**Task item:** Please copy exactly the lines that run from the start of the entries to the line containing "Format: (594,6)", inclusive.

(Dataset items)
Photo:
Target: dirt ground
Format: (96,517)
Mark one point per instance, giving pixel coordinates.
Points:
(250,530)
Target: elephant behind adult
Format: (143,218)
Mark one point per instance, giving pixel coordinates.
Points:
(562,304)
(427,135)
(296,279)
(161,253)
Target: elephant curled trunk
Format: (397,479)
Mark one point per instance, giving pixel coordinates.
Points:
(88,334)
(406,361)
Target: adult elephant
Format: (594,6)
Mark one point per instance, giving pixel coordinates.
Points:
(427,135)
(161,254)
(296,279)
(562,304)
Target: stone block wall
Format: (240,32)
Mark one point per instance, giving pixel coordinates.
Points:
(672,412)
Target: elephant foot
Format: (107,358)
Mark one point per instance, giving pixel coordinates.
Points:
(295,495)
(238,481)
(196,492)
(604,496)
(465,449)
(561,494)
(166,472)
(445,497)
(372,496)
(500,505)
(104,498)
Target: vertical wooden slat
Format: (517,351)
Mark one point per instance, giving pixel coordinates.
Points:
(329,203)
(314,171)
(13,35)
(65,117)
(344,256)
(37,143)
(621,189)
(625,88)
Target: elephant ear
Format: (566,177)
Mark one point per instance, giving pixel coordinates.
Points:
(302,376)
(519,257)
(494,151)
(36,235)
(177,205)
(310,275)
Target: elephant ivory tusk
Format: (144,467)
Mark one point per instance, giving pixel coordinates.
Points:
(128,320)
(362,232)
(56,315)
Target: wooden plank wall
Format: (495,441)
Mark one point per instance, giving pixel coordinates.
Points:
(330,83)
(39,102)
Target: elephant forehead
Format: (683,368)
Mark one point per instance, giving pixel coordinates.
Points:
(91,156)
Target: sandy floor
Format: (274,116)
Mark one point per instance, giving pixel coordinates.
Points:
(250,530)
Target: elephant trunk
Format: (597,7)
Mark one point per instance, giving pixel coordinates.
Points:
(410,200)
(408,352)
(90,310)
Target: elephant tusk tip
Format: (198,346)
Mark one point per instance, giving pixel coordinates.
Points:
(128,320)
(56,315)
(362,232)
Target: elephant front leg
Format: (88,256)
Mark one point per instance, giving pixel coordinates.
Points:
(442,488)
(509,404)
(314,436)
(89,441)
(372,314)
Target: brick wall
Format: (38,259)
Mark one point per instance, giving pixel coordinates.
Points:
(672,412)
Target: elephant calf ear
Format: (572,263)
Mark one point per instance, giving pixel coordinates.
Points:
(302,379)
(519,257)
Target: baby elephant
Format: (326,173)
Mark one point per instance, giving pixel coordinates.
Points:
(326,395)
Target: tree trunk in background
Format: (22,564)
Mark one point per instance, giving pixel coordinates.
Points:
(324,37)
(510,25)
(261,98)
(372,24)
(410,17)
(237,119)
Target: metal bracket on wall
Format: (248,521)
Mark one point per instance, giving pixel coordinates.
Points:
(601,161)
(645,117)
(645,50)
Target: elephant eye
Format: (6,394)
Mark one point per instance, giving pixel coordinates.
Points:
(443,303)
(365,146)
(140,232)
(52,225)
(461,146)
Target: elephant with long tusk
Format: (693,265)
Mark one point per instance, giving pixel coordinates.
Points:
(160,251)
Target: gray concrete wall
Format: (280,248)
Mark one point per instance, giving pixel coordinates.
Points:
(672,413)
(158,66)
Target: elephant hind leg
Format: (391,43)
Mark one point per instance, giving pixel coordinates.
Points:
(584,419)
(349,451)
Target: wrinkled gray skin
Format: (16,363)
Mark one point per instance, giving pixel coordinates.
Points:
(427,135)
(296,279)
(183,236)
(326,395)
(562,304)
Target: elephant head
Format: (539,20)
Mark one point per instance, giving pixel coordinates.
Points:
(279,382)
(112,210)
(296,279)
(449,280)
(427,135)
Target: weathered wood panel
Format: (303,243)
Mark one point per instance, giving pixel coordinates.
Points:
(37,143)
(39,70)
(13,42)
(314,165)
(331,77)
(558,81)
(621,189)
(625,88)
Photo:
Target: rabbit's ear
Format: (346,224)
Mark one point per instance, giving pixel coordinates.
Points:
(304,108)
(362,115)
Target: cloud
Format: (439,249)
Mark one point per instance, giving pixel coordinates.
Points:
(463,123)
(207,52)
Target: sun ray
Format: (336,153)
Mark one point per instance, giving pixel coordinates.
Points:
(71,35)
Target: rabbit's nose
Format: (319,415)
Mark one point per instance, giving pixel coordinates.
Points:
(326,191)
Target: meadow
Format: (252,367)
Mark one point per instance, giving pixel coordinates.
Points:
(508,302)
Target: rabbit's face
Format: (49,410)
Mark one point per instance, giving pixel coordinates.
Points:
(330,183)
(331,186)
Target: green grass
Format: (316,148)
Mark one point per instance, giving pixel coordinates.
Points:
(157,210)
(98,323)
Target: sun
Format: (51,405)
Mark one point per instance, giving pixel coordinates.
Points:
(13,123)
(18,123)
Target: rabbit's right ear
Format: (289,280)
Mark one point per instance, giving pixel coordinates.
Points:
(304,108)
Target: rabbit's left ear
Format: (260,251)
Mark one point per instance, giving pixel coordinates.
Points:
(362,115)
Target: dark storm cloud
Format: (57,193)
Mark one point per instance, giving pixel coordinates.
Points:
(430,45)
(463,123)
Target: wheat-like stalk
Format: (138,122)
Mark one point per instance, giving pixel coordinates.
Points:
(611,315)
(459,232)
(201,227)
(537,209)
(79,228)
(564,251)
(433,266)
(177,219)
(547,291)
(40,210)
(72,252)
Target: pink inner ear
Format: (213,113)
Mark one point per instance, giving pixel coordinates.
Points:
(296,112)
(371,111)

**Output of the exercise:**
Photo:
Target: dirt ground
Format: (96,517)
Mark one point per instance, giving pixel coordinates.
Points:
(250,530)
Target: elephant behind adult
Format: (143,218)
Mark one point per instance, giving pixel coordinates.
Points:
(562,304)
(427,135)
(296,279)
(161,253)
Target: elephant curled trunk
Format: (397,479)
Mark one point per instance, giving pixel coordinates.
Points:
(88,334)
(406,361)
Target: adult elephant
Format: (594,6)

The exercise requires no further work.